Ziel: Gib die Theaterkritik von „Rasantes, clowneskes Spiel“ bis einschließlich „endet alles gut.“ wieder und tausche dabei „Tabletten“ gegen „Pillen“ aus.

Rasantes, clowneskes Spiel mit starker Ansage, einem ebensolchen Ensemble und einer darin noch überragenden Hauptdarstellerin.
Ein Kind, das – seinen Eltern zufolge – zu viele quasselt, steht am Beginn einer der Dutzenden Erfolgsstücke von Alan Ayckbourn, „Das Geheimnis der verzauberten Stimme“. Dann verliert das Mädchen – in der ursprünglichen Übersetzung Mariakron Perking, nun im großen Haus des Theaters der Jugend Tia Maria Perkins – tagelang ihre Stimme. Nach vielen Tabletten und Säften wacht sie mehr als eine Woche später eines Morgens mit einer voll tiefen Männerstimme auf. Beim Versuch, diese loszuwerden, kommt aus ihrem Mund Töne einer eher piepsigen Bauchredepuppe. Und natürlich endet alles gut.
Die Hauptfigur steht vor der großen Herausforderung, außer in den Anfangs- und Schluss-Szenen ganz ohne Stimme spielen zu müssen – das erfordert von ihr -und dem Sound-Team exaktes Timing, aufeinander in Sekundenbruchteilen zu achten. Die Schauspielerin, die nicht ganz 30-jährige Charlotte Zorell, verkörpert das Mädchen mit den „Stimmproblemen“ überragend, verleiht den unterschiedlichen Phasen das entsprechende Gehabe zwischen damit „reden“ und es weitgehend vermeiden wollen bzw. jeweils zu Beginn das überraschte Entsetzen. Hier sei auch das ganze Ton-Team genannt: Matthias Kaczmarczyk, Michael Hammerstiel, Roland Maurer, Gregor Morawek, Melanie Rácz und Maurice Wiederin.

Gegebene Angaben:
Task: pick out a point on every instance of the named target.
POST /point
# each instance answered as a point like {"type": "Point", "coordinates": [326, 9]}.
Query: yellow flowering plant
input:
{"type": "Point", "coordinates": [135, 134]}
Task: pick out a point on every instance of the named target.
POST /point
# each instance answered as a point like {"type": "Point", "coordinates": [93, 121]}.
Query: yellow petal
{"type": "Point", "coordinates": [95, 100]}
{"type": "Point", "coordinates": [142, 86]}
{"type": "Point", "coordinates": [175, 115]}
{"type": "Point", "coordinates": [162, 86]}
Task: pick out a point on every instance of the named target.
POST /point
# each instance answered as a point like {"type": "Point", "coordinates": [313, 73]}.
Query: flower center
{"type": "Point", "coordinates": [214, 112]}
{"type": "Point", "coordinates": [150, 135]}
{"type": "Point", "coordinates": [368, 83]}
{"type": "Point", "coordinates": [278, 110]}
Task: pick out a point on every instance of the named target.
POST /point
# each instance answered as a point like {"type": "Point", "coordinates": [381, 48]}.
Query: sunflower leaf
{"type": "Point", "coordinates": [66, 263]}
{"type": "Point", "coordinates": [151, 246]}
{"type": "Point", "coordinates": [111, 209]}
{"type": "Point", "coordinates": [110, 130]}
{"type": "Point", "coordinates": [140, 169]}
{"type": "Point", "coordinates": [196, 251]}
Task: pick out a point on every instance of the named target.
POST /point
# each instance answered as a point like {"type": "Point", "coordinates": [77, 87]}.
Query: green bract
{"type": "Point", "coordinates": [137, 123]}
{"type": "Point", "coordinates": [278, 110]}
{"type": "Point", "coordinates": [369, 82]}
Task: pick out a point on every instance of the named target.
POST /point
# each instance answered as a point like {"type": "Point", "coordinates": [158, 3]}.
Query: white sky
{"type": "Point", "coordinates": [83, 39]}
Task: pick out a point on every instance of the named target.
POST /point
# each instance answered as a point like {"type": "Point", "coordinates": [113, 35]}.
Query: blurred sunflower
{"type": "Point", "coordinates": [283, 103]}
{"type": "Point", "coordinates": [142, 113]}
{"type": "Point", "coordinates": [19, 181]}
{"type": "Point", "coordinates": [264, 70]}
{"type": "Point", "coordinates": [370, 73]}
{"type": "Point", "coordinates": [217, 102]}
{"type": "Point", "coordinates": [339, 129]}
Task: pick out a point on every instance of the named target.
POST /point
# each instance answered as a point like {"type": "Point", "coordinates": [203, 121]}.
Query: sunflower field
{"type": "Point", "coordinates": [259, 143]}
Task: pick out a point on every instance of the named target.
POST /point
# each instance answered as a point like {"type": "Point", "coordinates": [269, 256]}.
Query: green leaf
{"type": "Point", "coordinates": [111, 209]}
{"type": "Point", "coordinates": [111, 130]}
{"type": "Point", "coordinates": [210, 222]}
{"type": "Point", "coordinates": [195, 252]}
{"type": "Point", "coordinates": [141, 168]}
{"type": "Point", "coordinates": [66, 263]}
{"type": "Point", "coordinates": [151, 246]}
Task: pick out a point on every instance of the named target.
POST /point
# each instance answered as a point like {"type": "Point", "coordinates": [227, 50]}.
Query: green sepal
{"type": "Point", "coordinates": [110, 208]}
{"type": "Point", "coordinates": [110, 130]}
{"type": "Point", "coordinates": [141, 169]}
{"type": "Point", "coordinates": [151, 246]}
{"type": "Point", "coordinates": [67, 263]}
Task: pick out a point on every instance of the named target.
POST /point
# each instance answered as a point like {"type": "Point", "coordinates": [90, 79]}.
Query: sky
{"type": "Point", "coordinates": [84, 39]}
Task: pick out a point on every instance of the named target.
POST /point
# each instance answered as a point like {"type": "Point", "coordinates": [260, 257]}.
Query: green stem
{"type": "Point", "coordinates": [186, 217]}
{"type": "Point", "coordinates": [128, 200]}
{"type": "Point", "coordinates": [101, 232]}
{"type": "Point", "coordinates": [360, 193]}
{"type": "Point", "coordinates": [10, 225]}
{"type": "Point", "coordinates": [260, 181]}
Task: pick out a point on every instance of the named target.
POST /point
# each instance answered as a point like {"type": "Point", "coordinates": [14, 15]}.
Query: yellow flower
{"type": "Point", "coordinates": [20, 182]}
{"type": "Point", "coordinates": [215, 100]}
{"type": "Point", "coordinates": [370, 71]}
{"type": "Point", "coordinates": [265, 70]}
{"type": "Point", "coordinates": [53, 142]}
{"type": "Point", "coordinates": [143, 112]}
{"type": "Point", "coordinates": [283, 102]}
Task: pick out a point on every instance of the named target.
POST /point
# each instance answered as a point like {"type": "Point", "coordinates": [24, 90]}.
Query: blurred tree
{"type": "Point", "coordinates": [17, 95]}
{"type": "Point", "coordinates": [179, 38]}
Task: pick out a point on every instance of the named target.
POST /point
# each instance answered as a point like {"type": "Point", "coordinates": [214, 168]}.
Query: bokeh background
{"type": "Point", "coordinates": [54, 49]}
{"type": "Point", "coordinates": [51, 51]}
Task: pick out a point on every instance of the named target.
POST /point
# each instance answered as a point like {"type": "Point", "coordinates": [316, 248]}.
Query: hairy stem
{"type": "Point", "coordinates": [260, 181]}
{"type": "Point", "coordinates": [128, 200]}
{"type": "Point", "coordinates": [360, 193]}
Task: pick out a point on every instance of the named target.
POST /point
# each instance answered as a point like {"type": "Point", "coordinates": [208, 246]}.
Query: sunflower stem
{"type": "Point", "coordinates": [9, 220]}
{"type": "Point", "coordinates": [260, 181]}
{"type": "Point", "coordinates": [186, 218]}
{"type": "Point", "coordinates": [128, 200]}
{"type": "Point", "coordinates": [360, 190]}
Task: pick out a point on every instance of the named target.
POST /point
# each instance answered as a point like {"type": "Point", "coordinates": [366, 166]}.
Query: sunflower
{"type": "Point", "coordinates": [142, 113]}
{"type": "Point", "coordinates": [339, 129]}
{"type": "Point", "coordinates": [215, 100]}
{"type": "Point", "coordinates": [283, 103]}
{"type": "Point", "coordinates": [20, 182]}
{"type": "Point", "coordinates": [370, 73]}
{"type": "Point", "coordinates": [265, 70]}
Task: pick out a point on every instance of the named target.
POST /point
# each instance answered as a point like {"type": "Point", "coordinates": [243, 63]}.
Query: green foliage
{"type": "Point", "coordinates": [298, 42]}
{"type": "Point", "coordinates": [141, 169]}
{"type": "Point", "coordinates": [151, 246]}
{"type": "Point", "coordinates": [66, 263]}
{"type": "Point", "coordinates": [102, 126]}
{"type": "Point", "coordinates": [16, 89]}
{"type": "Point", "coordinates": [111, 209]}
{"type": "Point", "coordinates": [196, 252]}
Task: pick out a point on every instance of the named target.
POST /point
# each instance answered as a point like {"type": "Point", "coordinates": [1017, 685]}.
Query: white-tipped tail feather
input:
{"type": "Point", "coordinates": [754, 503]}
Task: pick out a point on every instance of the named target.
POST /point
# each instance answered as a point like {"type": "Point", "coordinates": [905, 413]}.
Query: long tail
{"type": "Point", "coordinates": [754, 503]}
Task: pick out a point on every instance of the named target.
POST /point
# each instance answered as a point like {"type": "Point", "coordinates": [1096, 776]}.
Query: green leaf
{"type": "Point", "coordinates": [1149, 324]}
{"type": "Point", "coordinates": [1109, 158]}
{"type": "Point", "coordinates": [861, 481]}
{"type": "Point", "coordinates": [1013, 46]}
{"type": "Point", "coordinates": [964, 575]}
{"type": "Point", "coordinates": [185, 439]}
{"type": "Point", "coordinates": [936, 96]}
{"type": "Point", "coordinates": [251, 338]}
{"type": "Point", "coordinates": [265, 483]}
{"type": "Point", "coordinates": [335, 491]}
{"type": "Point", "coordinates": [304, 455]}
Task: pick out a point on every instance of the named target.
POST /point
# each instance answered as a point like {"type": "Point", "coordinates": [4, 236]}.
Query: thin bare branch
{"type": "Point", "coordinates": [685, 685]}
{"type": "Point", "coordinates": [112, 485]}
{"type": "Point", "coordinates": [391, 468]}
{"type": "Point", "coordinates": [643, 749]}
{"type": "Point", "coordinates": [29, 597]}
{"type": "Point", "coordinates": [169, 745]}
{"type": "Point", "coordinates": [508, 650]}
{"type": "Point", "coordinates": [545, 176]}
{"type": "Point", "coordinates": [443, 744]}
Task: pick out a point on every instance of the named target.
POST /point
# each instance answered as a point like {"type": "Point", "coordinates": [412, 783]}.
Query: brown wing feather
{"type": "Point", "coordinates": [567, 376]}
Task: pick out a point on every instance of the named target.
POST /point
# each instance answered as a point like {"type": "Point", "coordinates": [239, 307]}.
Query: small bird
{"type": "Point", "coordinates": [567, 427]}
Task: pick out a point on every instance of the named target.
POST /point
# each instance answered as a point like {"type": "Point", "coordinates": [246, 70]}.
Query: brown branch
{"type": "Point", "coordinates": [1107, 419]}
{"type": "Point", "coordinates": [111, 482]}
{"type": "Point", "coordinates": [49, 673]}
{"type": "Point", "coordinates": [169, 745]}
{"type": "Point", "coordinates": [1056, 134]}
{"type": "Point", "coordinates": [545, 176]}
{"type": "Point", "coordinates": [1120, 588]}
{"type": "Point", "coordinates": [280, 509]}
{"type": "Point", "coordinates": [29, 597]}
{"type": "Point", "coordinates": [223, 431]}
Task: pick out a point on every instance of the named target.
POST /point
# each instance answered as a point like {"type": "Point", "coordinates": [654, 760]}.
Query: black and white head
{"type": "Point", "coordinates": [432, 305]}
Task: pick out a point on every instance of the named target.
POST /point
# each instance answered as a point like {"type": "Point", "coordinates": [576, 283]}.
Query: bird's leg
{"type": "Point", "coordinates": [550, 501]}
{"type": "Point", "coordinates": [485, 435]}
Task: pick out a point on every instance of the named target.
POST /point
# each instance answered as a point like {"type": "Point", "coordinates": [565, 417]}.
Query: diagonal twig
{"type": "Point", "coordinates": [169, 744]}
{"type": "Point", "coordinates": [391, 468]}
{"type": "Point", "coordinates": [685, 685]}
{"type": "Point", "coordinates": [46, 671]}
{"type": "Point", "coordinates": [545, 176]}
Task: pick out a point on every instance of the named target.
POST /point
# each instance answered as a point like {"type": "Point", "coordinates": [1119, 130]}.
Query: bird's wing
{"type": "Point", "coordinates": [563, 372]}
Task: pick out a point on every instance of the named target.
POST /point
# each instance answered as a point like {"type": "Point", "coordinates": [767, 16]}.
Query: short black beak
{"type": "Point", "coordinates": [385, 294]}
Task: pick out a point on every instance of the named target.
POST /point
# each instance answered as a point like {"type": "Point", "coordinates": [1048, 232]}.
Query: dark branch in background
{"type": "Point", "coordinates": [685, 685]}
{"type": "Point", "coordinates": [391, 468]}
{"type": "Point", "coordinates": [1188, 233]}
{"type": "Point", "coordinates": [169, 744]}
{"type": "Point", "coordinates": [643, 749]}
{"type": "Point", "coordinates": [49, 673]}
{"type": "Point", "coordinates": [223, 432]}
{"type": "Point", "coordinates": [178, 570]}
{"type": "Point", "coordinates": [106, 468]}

Fertige Antwort:
Rasantes, clowneskes Spiel mit starker Ansage, einem ebensolchen Ensemble und einer darin noch überragenden Hauptdarstellerin.
Ein Kind, das – seinen Eltern zufolge – zu viele quasselt, steht am Beginn einer der Dutzenden Erfolgsstücke von Alan Ayckbourn, „Das Geheimnis der verzauberten Stimme“. Dann verliert das Mädchen – in der ursprünglichen Übersetzung Mariakron Perking, nun im großen Haus des Theaters der Jugend Tia Maria Perkins – tagelang ihre Stimme. Nach vielen Pillen und Säften wacht sie mehr als eine Woche später eines Morgens mit einer voll tiefen Männerstimme auf. Beim Versuch, diese loszuwerden, kommt aus ihrem Mund Töne einer eher piepsigen Bauchredepuppe. Und natürlich endet alles gut.